(Beginning of Task data)

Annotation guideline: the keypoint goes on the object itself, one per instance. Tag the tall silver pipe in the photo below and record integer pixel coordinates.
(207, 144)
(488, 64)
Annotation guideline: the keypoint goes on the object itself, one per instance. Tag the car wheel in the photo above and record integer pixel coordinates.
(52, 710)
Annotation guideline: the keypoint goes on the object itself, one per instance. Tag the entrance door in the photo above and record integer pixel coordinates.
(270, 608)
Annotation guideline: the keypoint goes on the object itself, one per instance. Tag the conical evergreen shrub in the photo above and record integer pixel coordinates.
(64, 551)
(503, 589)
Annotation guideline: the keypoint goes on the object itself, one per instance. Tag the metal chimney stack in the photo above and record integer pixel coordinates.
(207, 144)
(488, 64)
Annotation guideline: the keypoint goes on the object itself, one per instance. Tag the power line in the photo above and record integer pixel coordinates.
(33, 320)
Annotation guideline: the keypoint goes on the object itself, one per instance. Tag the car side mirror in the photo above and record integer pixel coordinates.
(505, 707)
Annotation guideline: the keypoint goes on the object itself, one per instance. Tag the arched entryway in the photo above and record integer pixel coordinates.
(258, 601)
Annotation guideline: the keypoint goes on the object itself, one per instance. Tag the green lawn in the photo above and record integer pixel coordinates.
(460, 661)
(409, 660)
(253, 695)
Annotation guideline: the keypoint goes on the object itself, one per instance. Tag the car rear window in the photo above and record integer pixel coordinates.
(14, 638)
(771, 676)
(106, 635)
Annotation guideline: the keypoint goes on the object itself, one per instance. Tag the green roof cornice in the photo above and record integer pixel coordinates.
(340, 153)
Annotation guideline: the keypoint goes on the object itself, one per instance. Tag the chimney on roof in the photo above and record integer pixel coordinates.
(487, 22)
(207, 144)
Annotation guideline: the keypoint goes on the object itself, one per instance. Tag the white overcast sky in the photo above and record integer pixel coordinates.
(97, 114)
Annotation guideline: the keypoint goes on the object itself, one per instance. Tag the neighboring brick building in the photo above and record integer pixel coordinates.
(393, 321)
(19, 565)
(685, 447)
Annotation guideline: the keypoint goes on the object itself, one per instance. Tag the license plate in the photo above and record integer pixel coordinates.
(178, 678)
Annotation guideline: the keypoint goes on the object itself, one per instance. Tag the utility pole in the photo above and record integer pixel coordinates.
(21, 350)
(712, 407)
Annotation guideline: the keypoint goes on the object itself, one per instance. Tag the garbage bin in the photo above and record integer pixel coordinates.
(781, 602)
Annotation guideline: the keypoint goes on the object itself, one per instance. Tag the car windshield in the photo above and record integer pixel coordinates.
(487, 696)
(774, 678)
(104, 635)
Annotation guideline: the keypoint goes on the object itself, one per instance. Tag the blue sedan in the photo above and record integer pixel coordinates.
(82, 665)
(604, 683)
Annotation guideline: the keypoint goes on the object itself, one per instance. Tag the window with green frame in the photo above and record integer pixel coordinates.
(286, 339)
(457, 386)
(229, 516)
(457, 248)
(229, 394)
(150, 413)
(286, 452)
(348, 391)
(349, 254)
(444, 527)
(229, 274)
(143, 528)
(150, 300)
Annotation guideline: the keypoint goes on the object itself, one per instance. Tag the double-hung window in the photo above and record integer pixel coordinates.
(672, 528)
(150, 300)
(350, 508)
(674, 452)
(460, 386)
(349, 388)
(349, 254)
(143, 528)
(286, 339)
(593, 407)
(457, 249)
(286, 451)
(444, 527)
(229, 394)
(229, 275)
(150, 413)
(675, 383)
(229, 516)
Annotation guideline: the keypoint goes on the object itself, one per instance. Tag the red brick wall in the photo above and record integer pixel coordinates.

(End of Task data)

» **Problem statement**: What is needed is an exact retyping of every line from the one containing "Tag the blue" through the final line of the entries, and only those lines.

» **Completed task**:
Annotation guideline: the keypoint goes on the object itself, one per instance. Tag the blue sedan in the photo above and record integer pixel coordinates.
(82, 665)
(604, 683)
Annotation guideline: the keypoint goes on the object itself, one per instance. Tag the window with green frame in the photo above and record integer pixel coordinates.
(286, 339)
(457, 386)
(229, 516)
(457, 248)
(229, 394)
(150, 413)
(286, 452)
(348, 391)
(349, 254)
(444, 527)
(229, 274)
(143, 528)
(150, 300)
Annotation guideline: the keypoint goes on the object itself, one per instance. Tag the double-hung window in the photo above and record integer pixel coordinates.
(672, 528)
(150, 300)
(350, 508)
(674, 452)
(460, 386)
(349, 388)
(349, 254)
(143, 528)
(286, 339)
(593, 407)
(457, 249)
(286, 451)
(444, 527)
(229, 394)
(229, 275)
(150, 413)
(675, 383)
(229, 516)
Annotation guideline: the keypoint goes on the object itself, one per instance. Tag the red brick wall in the photo above and record integer pixel coordinates.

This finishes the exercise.